Many of the reports do not list the specific suite number of a dispensary. Instead, they offer the general address of a shopping mall or office complex, so it’s difficult to tell whether a dispensary employee or customer was the reason for a police response. The stats also include dozens of crank payphone calls to 911 operators made in the parking lot of complexes that house dispensaries and other businesses, dozens of false security alarms and even a couple requests to tow automobiles.
Only a fifth of the total reports reviewed by Voice actually cite a dispensary as the location of a potential crime — some of which were undoubtedly serious offenses. A Mankind Cooperative security guard broke up a fight between several people on June 13, 2017. A Torrey Holistics employee was robbed at gunpoint on Sept. 15, 2016, possibly while making a delivery.
Other reports are mundane. They include things like graffiti and vandalism complaints, water leaks and men being refused service because they couldn’t bring a dog inside the shop.
During her testimony to the City Council, Zimmerman noted that there’d been shootings at medical marijuana dispensaries in San Diego between 2015 and 2017. In the data, Voice found three reports of weapons being discharged.
In one instance, a Harbor Collective employee thought a bullet had been responsible for a broken window, but it was a rock. In another instance, a security guard accidentally fired a gun while cleaning it. And in the third instance, a security guard appears to have fired at a group of burglars in the middle of the night.
In April, the Oceanside City Council approved permits for marijuana businesses that produce and distribute marijuana products, and agreed to give law enforcement more time to research the possible effects of a walk-in dispensary. Disappointed by the compromise, a regional marijuana trade group has renewed work on a ballot measure that would legalize recreational dispensaries and more.

» Task set
• A. Reproduce the portion of the dispensary police-report article that opens with the words containing "In April, the" and closes with "dispensaries and more.".
• B. Continue the dispensary police-report article, picking up right after its last sentence.

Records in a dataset

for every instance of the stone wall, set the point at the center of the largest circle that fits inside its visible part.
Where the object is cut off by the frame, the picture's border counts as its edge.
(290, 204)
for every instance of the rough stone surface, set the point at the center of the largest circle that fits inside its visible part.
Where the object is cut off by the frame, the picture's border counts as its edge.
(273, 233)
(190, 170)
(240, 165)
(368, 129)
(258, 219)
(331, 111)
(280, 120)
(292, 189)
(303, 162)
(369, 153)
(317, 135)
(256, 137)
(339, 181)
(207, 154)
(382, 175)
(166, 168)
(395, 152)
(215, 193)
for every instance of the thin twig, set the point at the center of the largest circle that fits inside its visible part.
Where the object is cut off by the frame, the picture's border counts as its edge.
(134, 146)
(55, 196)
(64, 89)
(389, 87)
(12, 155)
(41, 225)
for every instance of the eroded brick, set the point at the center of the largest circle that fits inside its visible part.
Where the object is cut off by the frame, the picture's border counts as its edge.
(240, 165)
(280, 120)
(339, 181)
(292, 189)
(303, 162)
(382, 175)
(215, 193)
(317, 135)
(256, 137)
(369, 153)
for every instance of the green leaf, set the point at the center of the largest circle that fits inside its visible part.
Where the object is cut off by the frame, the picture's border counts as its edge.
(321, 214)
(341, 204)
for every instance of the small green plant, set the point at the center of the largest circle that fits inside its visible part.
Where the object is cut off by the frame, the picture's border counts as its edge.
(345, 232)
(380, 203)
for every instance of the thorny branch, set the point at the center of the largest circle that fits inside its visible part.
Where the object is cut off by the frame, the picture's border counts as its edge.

» Outputs by task
• A.
In April, the Oceanside City Council approved permits for marijuana businesses that produce and distribute marijuana products, and agreed to give law enforcement more time to research the possible effects of a walk-in dispensary. Disappointed by the compromise, a regional marijuana trade group has renewed work on a ballot measure that would legalize recreational dispensaries and more.

• B.
Last week, the Oceanside City Council revisited the topic again and this time agreed to allow two companies to deliver to medical marijuana patients, the Union-Tribune reported.
McCoy, the police chief, asked for more time so that he could capture more information from other cities. He didn’t give a deadline but noted in a June 13 memo to the City Council, “At that time, our Department can then return with meaningful recommendations to ensure that any dispensaries opened in our City will be able to meet the needs of those desiring Medical Marijuana, as well as address the overall safety of our community.”
McCoy rounded up crime stats from several California cities, and his memo briefly mentions a homicide in San Diego. Although McCoy’s office did not respond to an interview request, it’s likely the police chief was referring to a 2014 shootout inside an illegal medical marijuana dispensary in North Park, where an armed robber was shot and killed by a security guard.
A trend of violent robberies that the Sheriff’s Department identified last year stemmed from the region’s unlicensed dispensaries, which operate underground and without the security protocols mandated by the city and state. Legal dispensaries in San Diego are required to keep two licensed, armed security guards during business hours and at least one around the clock. A third-party company monitors the alarm systems. There are sensors mounted around the facility to detect motion, lights, the opening of doors and windows.
Alex Scherer, who founded the Southwest Patient Group and co-founded the United Medical Marijuana Coalition trade group, said he’s always shocked to hear law enforcement throw out stats, because the numbers conflict with his own impressions of what’s happening inside his store and others. It’s led to a sense among the licensed shop owners, he said, that reporting minor problems to police may be counterproductive, because those calls will later be used against them.
Many of the calls to the city’s dispensaries between 2015 and 2017 could have come from just about any retail business, Scherer said. “It’s not a consequence of us being a dispensary, but just the way things are.”